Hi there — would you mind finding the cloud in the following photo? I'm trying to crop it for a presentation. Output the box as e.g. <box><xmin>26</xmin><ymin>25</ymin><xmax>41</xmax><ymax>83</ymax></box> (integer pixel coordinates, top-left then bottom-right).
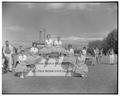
<box><xmin>47</xmin><ymin>3</ymin><xmax>101</xmax><ymax>10</ymax></box>
<box><xmin>4</xmin><ymin>26</ymin><xmax>24</xmax><ymax>32</ymax></box>
<box><xmin>67</xmin><ymin>3</ymin><xmax>101</xmax><ymax>10</ymax></box>
<box><xmin>47</xmin><ymin>3</ymin><xmax>65</xmax><ymax>9</ymax></box>
<box><xmin>62</xmin><ymin>36</ymin><xmax>103</xmax><ymax>41</ymax></box>
<box><xmin>20</xmin><ymin>3</ymin><xmax>35</xmax><ymax>9</ymax></box>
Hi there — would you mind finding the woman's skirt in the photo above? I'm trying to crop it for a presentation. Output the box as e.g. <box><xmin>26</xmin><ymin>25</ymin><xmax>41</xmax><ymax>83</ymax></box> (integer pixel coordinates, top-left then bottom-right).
<box><xmin>75</xmin><ymin>64</ymin><xmax>88</xmax><ymax>74</ymax></box>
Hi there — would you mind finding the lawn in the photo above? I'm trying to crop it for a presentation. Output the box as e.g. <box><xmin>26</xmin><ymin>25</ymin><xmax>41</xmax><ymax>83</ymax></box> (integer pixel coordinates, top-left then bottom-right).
<box><xmin>2</xmin><ymin>55</ymin><xmax>117</xmax><ymax>94</ymax></box>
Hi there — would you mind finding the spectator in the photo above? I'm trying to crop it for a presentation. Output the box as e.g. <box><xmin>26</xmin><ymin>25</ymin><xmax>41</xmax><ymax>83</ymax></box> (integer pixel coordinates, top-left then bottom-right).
<box><xmin>3</xmin><ymin>41</ymin><xmax>13</xmax><ymax>72</ymax></box>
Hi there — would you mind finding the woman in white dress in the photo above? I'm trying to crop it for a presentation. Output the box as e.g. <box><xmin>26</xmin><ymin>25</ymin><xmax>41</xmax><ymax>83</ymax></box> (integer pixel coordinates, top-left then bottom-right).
<box><xmin>73</xmin><ymin>51</ymin><xmax>88</xmax><ymax>78</ymax></box>
<box><xmin>108</xmin><ymin>48</ymin><xmax>115</xmax><ymax>64</ymax></box>
<box><xmin>45</xmin><ymin>34</ymin><xmax>53</xmax><ymax>47</ymax></box>
<box><xmin>15</xmin><ymin>50</ymin><xmax>28</xmax><ymax>78</ymax></box>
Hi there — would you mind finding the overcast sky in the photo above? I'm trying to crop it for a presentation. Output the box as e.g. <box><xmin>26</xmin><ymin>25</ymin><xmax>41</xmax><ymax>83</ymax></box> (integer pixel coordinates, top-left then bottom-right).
<box><xmin>2</xmin><ymin>3</ymin><xmax>117</xmax><ymax>41</ymax></box>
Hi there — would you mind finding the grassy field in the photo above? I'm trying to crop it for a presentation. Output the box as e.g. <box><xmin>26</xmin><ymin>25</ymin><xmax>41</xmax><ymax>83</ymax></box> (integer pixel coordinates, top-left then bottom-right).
<box><xmin>2</xmin><ymin>57</ymin><xmax>117</xmax><ymax>94</ymax></box>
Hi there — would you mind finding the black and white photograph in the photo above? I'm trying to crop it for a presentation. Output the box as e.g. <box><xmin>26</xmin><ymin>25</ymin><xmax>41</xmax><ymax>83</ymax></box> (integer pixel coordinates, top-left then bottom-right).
<box><xmin>1</xmin><ymin>0</ymin><xmax>119</xmax><ymax>95</ymax></box>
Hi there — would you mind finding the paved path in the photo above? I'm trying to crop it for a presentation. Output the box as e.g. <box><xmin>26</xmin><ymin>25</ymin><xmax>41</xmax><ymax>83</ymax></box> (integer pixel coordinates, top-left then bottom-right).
<box><xmin>2</xmin><ymin>64</ymin><xmax>117</xmax><ymax>93</ymax></box>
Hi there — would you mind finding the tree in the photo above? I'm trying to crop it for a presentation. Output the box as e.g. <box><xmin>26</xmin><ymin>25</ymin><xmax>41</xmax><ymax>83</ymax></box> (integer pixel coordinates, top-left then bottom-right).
<box><xmin>88</xmin><ymin>29</ymin><xmax>118</xmax><ymax>54</ymax></box>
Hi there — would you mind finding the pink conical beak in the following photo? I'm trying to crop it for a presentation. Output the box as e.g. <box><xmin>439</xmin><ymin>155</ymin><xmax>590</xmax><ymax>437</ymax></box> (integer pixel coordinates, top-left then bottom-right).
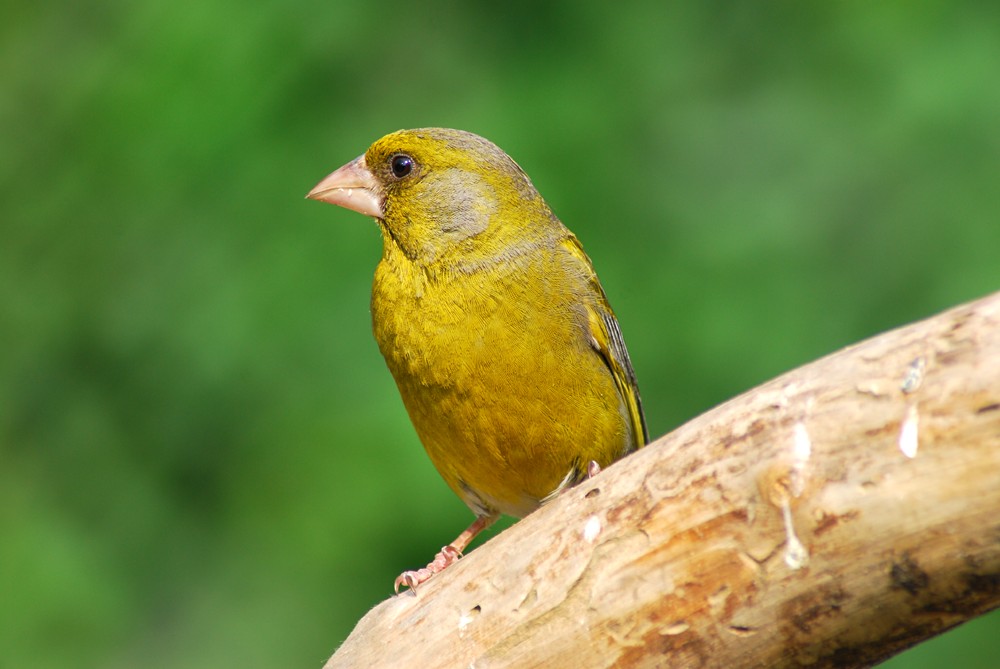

▶ **課題**: 上の資料のうち、「Hi there — would you mind finding the overcast」を含む行から資料の最後までを、その行も含めて一字一句そのまま書き写してください。画像は入れないでください。

▶ **解答**:
Hi there — would you mind finding the overcast sky in the photo above? I'm trying to crop it for a presentation. Output the box as e.g. <box><xmin>26</xmin><ymin>25</ymin><xmax>41</xmax><ymax>83</ymax></box> (integer pixel coordinates, top-left then bottom-right).
<box><xmin>2</xmin><ymin>3</ymin><xmax>117</xmax><ymax>41</ymax></box>
Hi there — would you mind finding the grassy field in the photo above? I'm trying to crop it for a presentation. Output the box as e.g. <box><xmin>26</xmin><ymin>25</ymin><xmax>41</xmax><ymax>83</ymax></box> (integer pixel coordinates, top-left then bottom-right).
<box><xmin>2</xmin><ymin>57</ymin><xmax>117</xmax><ymax>94</ymax></box>
Hi there — would you mind finding the black and white photograph in the photo above? I'm trying to crop it for a presentation. Output the box as e.g. <box><xmin>26</xmin><ymin>25</ymin><xmax>41</xmax><ymax>83</ymax></box> (integer pixel coordinates, top-left then bottom-right).
<box><xmin>1</xmin><ymin>0</ymin><xmax>119</xmax><ymax>95</ymax></box>
Hi there — would you mind finding the paved path in the photo above? I'm trying to crop it for a presentation. Output the box as e.g. <box><xmin>26</xmin><ymin>25</ymin><xmax>41</xmax><ymax>83</ymax></box> (integer pixel coordinates, top-left then bottom-right).
<box><xmin>2</xmin><ymin>64</ymin><xmax>117</xmax><ymax>93</ymax></box>
Hi there — would you mind finding the tree in the photo above? I'm trying to crop it for a presentation. Output the box as e.g. <box><xmin>26</xmin><ymin>25</ymin><xmax>41</xmax><ymax>83</ymax></box> (integer pixel coordinates, top-left then bottom-right).
<box><xmin>88</xmin><ymin>29</ymin><xmax>118</xmax><ymax>54</ymax></box>
Hi there — would you mind finding the pink conical beak in the following photo? I'm trying to crop it for a presentation. Output the box as e.g. <box><xmin>439</xmin><ymin>155</ymin><xmax>590</xmax><ymax>437</ymax></box> (integer pixel coordinates, top-left then bottom-right).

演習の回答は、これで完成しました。